INSTRUCTIONS FOR THE TASK
Extract from the listing below every line that contains the word "Refer", copying each one in full.

>>>>

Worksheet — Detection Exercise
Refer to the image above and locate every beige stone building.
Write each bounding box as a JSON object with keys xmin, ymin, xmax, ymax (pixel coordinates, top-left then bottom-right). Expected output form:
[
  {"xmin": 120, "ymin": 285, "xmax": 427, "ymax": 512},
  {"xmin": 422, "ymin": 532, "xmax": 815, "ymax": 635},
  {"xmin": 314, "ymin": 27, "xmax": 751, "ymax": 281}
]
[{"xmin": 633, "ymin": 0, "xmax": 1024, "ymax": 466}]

<<<<
>>>>

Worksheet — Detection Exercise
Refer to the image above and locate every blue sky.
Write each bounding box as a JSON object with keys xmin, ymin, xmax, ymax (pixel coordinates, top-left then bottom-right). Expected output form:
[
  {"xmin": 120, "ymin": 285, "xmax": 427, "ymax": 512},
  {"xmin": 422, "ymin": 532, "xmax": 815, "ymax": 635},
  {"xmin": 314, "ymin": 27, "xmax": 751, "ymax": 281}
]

<<<<

ANSWER FOR THIS EXERCISE
Refer to the image above and locate every beige stone building.
Refer to the image above and locate every blue sky.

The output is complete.